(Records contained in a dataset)

⟨

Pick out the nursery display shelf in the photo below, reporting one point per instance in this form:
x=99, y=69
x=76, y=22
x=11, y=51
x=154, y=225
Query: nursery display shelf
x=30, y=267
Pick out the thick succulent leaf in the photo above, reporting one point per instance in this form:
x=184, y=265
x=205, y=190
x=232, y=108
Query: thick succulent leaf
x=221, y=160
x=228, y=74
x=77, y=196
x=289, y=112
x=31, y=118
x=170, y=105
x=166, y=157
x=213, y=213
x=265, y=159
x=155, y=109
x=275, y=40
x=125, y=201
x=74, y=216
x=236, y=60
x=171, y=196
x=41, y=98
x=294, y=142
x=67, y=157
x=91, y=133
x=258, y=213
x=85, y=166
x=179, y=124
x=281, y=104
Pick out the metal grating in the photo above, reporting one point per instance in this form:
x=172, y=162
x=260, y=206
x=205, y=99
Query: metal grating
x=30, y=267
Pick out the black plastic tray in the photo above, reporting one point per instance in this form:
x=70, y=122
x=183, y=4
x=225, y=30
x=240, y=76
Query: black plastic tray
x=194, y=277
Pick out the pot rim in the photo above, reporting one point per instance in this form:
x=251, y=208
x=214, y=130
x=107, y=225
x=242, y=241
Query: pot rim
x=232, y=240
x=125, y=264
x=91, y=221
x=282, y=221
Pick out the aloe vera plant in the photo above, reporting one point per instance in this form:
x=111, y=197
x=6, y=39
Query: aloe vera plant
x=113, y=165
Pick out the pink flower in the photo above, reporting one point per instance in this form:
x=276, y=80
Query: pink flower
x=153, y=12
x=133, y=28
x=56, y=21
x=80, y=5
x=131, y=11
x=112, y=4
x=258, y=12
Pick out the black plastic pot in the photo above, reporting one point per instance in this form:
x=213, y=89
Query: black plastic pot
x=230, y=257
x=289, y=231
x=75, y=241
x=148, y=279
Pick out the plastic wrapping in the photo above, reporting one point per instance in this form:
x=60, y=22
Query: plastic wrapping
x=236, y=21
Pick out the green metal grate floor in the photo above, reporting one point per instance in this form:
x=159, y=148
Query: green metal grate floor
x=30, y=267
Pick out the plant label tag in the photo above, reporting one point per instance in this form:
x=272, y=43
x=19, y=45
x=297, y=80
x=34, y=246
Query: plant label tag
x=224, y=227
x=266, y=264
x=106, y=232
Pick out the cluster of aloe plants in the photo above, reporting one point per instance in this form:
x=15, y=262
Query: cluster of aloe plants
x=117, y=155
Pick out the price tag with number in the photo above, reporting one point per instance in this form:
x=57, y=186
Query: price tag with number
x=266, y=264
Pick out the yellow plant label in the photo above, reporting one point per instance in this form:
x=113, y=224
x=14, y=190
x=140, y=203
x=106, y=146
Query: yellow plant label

⟩

**What to do**
Rewrite every item above, replacing "Pick out" with "Locate" and leaving all other text unchanged.

**Written response**
Locate the nursery display shelf in the photo below, reporting one point per instance in this form:
x=99, y=69
x=76, y=22
x=11, y=51
x=154, y=225
Query: nursery display shelf
x=30, y=267
Locate the thick succulent leaf in the photo above, reporting one point per instance in this form:
x=184, y=265
x=205, y=190
x=232, y=108
Query: thick succulent leaf
x=221, y=160
x=228, y=74
x=77, y=196
x=289, y=112
x=31, y=118
x=170, y=105
x=166, y=157
x=213, y=213
x=265, y=159
x=155, y=109
x=275, y=40
x=125, y=201
x=74, y=216
x=236, y=60
x=171, y=196
x=41, y=98
x=294, y=142
x=67, y=157
x=91, y=133
x=258, y=213
x=85, y=166
x=179, y=124
x=281, y=104
Locate the metal grating in the photo above, reporting one point per instance in this form:
x=172, y=162
x=260, y=206
x=205, y=99
Query: metal grating
x=30, y=267
Locate the black plastic tray in the photo above, reporting one point per instance in this form:
x=70, y=122
x=183, y=4
x=225, y=30
x=240, y=76
Query: black plastic tray
x=194, y=277
Locate the pot rim in the photo above, reporting one point per instance in this form:
x=251, y=208
x=214, y=130
x=107, y=225
x=242, y=241
Query: pot rim
x=232, y=240
x=125, y=264
x=91, y=221
x=282, y=221
Locate the aloe vera plant in the photo above, reporting one point per instance in this form:
x=111, y=197
x=6, y=39
Query: aloe vera plant
x=113, y=165
Locate the pink flower in the photo above, reporting one point per instance in this form:
x=276, y=80
Query: pink flower
x=153, y=12
x=133, y=28
x=56, y=21
x=80, y=5
x=131, y=11
x=112, y=4
x=258, y=12
Locate the black plastic pot in the photo above, reporting one point per instance in this form:
x=213, y=89
Query: black plastic pot
x=230, y=257
x=289, y=231
x=75, y=241
x=148, y=279
Locate the plastic wrapping in the photo above, reporting one point per instance in this form:
x=60, y=22
Query: plastic wrapping
x=236, y=21
Locate the green metal grate floor in the photo above, reporting one point per instance in this form:
x=159, y=148
Query: green metal grate floor
x=30, y=267
Locate the plant label tag in the photo above, reporting one point per instance in this form:
x=272, y=43
x=19, y=45
x=297, y=80
x=34, y=246
Query: plant label tag
x=224, y=227
x=266, y=264
x=106, y=232
Locate the cluster of aloe plants in the photo above, reporting one point per instance in this form:
x=15, y=262
Query: cluster of aloe plants
x=117, y=155
Locate the price tag with number in the photo above, reporting one point per instance in this form:
x=57, y=186
Query: price tag with number
x=266, y=264
Locate the yellow plant label in the photo above, reporting one point per instance in this form:
x=113, y=224
x=14, y=190
x=140, y=203
x=106, y=146
Query: yellow plant label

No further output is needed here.